╭─ Text segment
Inside the Pub, the interior reeks of 17-18th century vibe with ancient doors still separating the rooms. In the bar where we sat, were hundreds of US dollars, pound notes and Euros (only accepted by Dublin businesses, The Republic of Ireland is still in the EU) lining the walls along with shoulder patches from various agencies including a California Highway Patrol patch I was sitting under.


Then we attended our Guiness Storehouse Tour. In the former St. James Gate brewery, they remodeled and created the Guiness Experience. Started by Arthur Guiness in 1759, Guiness signed a lease on a disused brewery site for 9,000 years at 45 pounds a year (pretty good deal if you ask me).

Begun as an Ale, Guiness changed to a Stout in 1799. The dark beer, with a creamy thick head and tingly-acidic taste created by injecting nitrogen and carbon dioxide, became popular and at one time was marketed as medicinal and typically given to nursing mothers and hospital patients. Over 10 million pints are served in the world daily.

Guiness became international in 1827 and is now brewed in 49 countries. The Harp Trademark is modeled on the Trinity College harp, an Irish icon. When the Irish Government wanted to use the Harp in its logo, they had to pay Guiness to avoid a Copyright violation. Wow.

The Verdict: Belfast vs. Dublin

As our journey wound down, someone asked which city I preferred. While I haven’t explored every square inch of the Emerald Isle, Dublin took the crown for me.

Don't get me wrong—every person we met across the island was incredibly warm and helpful. However, Belfast felt a bit colder, edgier, and more overtly commercial. We passed quite a few closed businesses with heavy iron security gates, plenty of graffiti, and a visible homeless population. It just didn't quite give off an aura of total safety.

Dublin, by contrast, felt cosmopolitan yet distinctly warmer and less hectic. The King Street area where we stayed was vibrant, clean, and colorful, with very little graffiti and no obvious security locks on the storefronts.

All in all, it is an incredibly welcoming place to visit. At one point, a local shop worker even apologized to us, mistakenly thinking we were Canadians. I absolutely loved both Scotland and Ireland, and I wouldn’t mind heading back someday.
╰─
╭─ Records provided
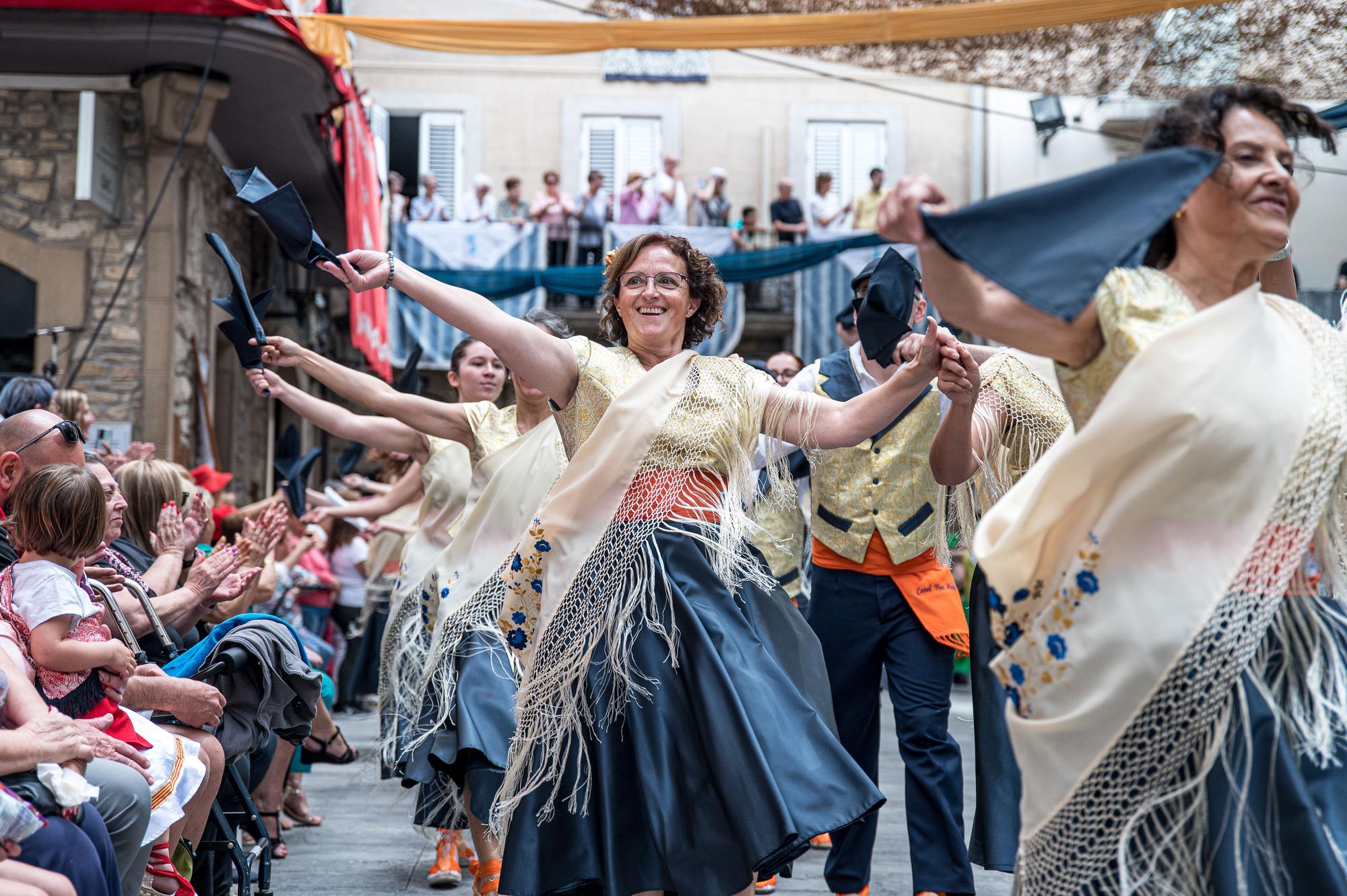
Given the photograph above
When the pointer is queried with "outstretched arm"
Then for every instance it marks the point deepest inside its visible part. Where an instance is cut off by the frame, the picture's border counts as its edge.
(420, 415)
(539, 357)
(843, 424)
(370, 429)
(403, 493)
(971, 300)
╰─
• **Work item**
Please answer these questions using the Ireland travel text above.
(a) For how many years did the lease on the disused brewery site run, and at what yearly rent?
(b) What is the Harp trademark modeled on?
(c) In which area of Dublin did the writer stay?

• **Result of this task**
(a) 9,000 years, at 45 pounds a year.
(b) The Trinity College harp.
(c) The King Street area.